The problem — Present every line of the material below as a numbered list, omitting the blank lines.

(Source data)
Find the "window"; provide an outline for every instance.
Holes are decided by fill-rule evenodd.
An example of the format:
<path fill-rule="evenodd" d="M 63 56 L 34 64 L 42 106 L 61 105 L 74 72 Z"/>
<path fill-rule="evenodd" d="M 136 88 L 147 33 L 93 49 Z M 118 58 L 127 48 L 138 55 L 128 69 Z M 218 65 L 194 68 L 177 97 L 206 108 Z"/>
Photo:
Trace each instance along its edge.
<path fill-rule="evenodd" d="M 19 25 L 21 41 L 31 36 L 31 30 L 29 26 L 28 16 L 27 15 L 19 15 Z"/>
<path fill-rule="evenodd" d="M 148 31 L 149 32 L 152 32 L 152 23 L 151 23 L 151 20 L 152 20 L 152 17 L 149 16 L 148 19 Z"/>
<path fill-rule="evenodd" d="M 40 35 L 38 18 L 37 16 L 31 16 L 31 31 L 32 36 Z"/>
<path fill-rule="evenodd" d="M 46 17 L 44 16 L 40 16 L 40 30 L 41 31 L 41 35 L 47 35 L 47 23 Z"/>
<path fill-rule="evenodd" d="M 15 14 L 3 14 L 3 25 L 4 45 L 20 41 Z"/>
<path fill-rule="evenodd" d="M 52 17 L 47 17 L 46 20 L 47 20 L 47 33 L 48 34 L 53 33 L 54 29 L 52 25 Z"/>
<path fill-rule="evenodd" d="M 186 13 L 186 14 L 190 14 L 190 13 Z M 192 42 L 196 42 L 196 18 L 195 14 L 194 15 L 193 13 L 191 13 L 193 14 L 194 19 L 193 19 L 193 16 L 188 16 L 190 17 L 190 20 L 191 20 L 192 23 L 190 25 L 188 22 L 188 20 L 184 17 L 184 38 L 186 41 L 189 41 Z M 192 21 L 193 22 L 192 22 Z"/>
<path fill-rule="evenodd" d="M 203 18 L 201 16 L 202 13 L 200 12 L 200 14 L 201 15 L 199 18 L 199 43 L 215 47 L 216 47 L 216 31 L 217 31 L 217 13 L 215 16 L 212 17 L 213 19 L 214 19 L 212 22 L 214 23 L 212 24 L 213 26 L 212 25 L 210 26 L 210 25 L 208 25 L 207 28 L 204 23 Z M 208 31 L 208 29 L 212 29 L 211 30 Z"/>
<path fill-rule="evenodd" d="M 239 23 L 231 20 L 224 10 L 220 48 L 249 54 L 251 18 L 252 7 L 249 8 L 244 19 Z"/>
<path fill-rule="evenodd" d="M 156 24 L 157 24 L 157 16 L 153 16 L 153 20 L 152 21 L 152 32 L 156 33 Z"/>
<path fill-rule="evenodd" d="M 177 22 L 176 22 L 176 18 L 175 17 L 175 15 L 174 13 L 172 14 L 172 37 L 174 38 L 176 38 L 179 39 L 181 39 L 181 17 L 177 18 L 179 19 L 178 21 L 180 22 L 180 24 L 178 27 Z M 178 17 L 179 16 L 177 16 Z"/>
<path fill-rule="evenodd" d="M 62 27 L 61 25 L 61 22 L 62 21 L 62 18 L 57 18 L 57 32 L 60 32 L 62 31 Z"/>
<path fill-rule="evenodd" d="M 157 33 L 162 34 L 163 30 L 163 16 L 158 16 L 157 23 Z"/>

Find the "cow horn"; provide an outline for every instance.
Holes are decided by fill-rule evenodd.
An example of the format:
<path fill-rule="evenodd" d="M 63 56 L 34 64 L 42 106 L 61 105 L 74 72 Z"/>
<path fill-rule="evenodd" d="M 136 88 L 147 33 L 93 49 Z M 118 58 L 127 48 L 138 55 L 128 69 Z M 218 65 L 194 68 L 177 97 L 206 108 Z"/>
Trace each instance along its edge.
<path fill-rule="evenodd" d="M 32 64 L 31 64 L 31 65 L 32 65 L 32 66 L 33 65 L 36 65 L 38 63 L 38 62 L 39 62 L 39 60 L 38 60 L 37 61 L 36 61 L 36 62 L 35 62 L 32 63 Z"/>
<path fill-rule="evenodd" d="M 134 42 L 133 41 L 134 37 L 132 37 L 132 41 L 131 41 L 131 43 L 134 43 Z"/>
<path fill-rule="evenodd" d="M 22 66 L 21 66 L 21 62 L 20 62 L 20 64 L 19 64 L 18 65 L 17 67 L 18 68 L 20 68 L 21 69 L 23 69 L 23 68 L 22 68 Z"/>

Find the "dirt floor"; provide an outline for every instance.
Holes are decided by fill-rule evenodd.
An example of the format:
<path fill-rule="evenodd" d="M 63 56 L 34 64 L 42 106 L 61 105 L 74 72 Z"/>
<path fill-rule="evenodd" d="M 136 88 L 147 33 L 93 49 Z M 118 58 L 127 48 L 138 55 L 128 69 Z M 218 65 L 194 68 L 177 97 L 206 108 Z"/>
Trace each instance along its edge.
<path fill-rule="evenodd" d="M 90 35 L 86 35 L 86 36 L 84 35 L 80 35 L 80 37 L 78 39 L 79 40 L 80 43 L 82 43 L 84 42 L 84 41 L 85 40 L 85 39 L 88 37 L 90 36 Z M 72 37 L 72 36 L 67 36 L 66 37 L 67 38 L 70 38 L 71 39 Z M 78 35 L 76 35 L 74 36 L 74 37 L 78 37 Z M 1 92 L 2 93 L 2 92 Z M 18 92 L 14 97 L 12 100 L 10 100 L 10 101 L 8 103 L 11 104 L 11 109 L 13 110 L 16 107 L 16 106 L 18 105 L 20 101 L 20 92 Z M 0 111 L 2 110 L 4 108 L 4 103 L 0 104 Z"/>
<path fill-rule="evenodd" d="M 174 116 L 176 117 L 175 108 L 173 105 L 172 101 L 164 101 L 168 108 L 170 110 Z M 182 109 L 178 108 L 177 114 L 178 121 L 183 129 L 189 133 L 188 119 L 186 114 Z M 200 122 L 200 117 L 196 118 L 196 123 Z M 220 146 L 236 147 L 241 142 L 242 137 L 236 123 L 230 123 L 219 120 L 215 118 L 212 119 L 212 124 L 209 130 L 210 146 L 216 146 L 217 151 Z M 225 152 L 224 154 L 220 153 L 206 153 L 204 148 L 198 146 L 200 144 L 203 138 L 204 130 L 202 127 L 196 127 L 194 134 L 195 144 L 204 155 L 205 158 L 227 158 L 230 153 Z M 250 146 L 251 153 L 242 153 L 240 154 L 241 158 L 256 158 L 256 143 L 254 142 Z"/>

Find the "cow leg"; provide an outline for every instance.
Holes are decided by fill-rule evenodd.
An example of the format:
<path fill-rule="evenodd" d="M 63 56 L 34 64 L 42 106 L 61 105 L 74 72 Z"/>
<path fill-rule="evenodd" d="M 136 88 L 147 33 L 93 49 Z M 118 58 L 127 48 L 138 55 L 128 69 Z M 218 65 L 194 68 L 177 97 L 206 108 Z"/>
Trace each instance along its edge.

Solution for this task —
1. Find the "window"; provide an outline for every instance.
2. Holes are decided by fill-rule evenodd.
3. An example of the format:
4. <path fill-rule="evenodd" d="M 63 56 L 34 64 L 42 106 L 61 105 L 74 72 Z"/>
5. <path fill-rule="evenodd" d="M 136 88 L 147 33 L 93 49 Z M 118 58 L 127 48 L 138 55 L 128 69 Z M 218 65 L 194 68 L 177 97 L 206 108 Z"/>
6. Photo:
7. Trace each instance along its edge.
8. <path fill-rule="evenodd" d="M 19 25 L 21 41 L 31 36 L 31 30 L 29 26 L 28 16 L 27 15 L 19 15 Z"/>
9. <path fill-rule="evenodd" d="M 148 31 L 149 32 L 152 32 L 152 23 L 151 23 L 151 20 L 152 20 L 152 17 L 149 16 L 148 19 Z"/>
10. <path fill-rule="evenodd" d="M 40 35 L 38 18 L 37 16 L 31 16 L 31 31 L 32 36 Z"/>
11. <path fill-rule="evenodd" d="M 46 17 L 44 16 L 40 16 L 40 30 L 41 31 L 41 35 L 47 35 L 47 23 Z"/>
12. <path fill-rule="evenodd" d="M 15 14 L 3 14 L 3 25 L 4 45 L 20 41 Z"/>
13. <path fill-rule="evenodd" d="M 52 17 L 47 17 L 46 20 L 47 20 L 47 33 L 48 34 L 53 33 L 54 29 L 52 25 Z"/>
14. <path fill-rule="evenodd" d="M 186 13 L 186 14 L 190 14 L 190 13 Z M 192 42 L 196 42 L 196 18 L 195 14 L 194 15 L 193 13 L 191 13 L 193 14 L 194 19 L 193 19 L 193 16 L 188 16 L 190 17 L 190 20 L 191 20 L 192 23 L 190 25 L 188 22 L 188 20 L 184 17 L 184 38 L 186 41 L 189 41 Z M 192 21 L 193 22 L 192 22 Z"/>
15. <path fill-rule="evenodd" d="M 203 18 L 201 16 L 202 13 L 200 12 L 200 14 L 201 15 L 199 18 L 199 43 L 215 47 L 216 47 L 216 31 L 217 31 L 217 13 L 215 16 L 212 17 L 213 19 L 214 19 L 212 22 L 214 23 L 212 24 L 213 26 L 212 25 L 210 26 L 210 25 L 208 25 L 207 28 L 204 23 Z M 208 31 L 208 29 L 212 29 L 211 30 Z"/>
16. <path fill-rule="evenodd" d="M 239 23 L 231 20 L 224 10 L 220 48 L 249 54 L 251 18 L 252 7 L 249 8 L 244 19 Z"/>
17. <path fill-rule="evenodd" d="M 156 24 L 157 24 L 157 16 L 153 16 L 153 20 L 152 21 L 152 32 L 156 33 Z"/>
18. <path fill-rule="evenodd" d="M 177 22 L 176 22 L 176 18 L 175 17 L 175 15 L 174 13 L 172 14 L 172 37 L 174 38 L 176 38 L 179 39 L 181 39 L 181 17 L 177 18 L 179 19 L 178 21 L 180 22 L 180 24 L 178 27 Z M 178 17 L 179 16 L 177 16 Z"/>
19. <path fill-rule="evenodd" d="M 62 27 L 61 25 L 61 22 L 62 21 L 62 18 L 57 18 L 57 32 L 60 32 L 62 31 Z"/>
20. <path fill-rule="evenodd" d="M 157 33 L 162 34 L 163 30 L 163 16 L 158 16 L 157 23 Z"/>
21. Find the "cow horn"; provide an outline for every instance.
22. Holes are decided by fill-rule evenodd.
23. An example of the format:
24. <path fill-rule="evenodd" d="M 63 56 L 34 64 L 42 106 L 61 105 L 74 72 Z"/>
25. <path fill-rule="evenodd" d="M 136 88 L 147 33 L 93 49 Z M 118 58 L 127 48 L 138 55 L 128 69 Z M 218 65 L 194 68 L 177 97 L 206 108 Z"/>
26. Trace each instance along its edge.
27. <path fill-rule="evenodd" d="M 32 64 L 31 64 L 31 65 L 32 65 L 32 66 L 33 65 L 36 65 L 38 63 L 38 62 L 39 62 L 39 60 L 38 60 L 37 61 L 36 61 L 36 62 L 35 62 L 32 63 Z"/>
28. <path fill-rule="evenodd" d="M 134 42 L 133 41 L 134 37 L 132 37 L 132 41 L 131 41 L 131 43 L 134 43 Z"/>
29. <path fill-rule="evenodd" d="M 22 66 L 21 66 L 21 62 L 20 62 L 20 64 L 19 64 L 18 65 L 17 67 L 18 68 L 20 68 L 21 69 L 23 69 L 23 68 L 22 68 Z"/>
30. Find the "dirt floor"; provide an outline for every instance.
31. Holes are decided by fill-rule evenodd.
32. An example of the format:
33. <path fill-rule="evenodd" d="M 63 56 L 34 64 L 42 106 L 61 105 L 74 72 Z"/>
34. <path fill-rule="evenodd" d="M 136 88 L 147 33 L 93 49 Z M 118 58 L 127 48 L 138 55 L 128 69 Z M 218 65 L 194 68 L 177 97 L 206 108 Z"/>
35. Trace each instance along its edge.
36. <path fill-rule="evenodd" d="M 90 35 L 86 35 L 86 36 L 84 35 L 80 35 L 80 37 L 78 39 L 79 40 L 80 43 L 82 43 L 84 42 L 84 41 L 85 40 L 85 39 L 88 37 L 90 36 Z M 72 37 L 72 36 L 67 36 L 66 37 L 67 38 L 70 38 L 71 39 Z M 78 35 L 76 35 L 74 36 L 74 37 L 78 37 Z M 1 92 L 2 93 L 2 92 Z M 18 92 L 14 97 L 12 100 L 10 100 L 10 101 L 8 103 L 11 104 L 11 109 L 13 110 L 16 107 L 16 106 L 18 105 L 20 101 L 20 92 Z M 0 111 L 2 110 L 4 108 L 4 103 L 0 104 Z"/>
37. <path fill-rule="evenodd" d="M 174 116 L 176 117 L 175 108 L 173 105 L 172 101 L 164 101 L 168 108 L 170 110 Z M 182 109 L 178 108 L 177 114 L 178 121 L 183 129 L 189 133 L 188 119 L 186 114 Z M 200 122 L 200 117 L 196 118 L 196 123 Z M 220 146 L 236 147 L 241 142 L 242 137 L 236 123 L 230 123 L 219 120 L 215 118 L 212 119 L 212 124 L 209 130 L 210 146 L 216 146 L 217 151 Z M 225 152 L 224 154 L 220 153 L 206 153 L 204 148 L 198 146 L 200 144 L 203 138 L 204 130 L 202 127 L 196 127 L 194 134 L 195 144 L 204 155 L 205 158 L 227 158 L 230 153 Z M 250 146 L 251 153 L 242 153 L 240 154 L 241 158 L 256 158 L 256 143 L 254 142 Z"/>
38. Find the "cow leg"; provide an outline for every instance.
39. Holes are decided by fill-rule evenodd.
40. An example of the format:
41. <path fill-rule="evenodd" d="M 63 56 L 34 64 L 42 106 L 61 105 L 74 72 Z"/>
42. <path fill-rule="evenodd" d="M 136 88 L 147 33 L 93 49 Z M 118 58 L 127 48 L 138 55 L 128 69 Z M 218 65 L 194 68 L 177 97 L 206 108 Z"/>
43. Trace each instance along its edge.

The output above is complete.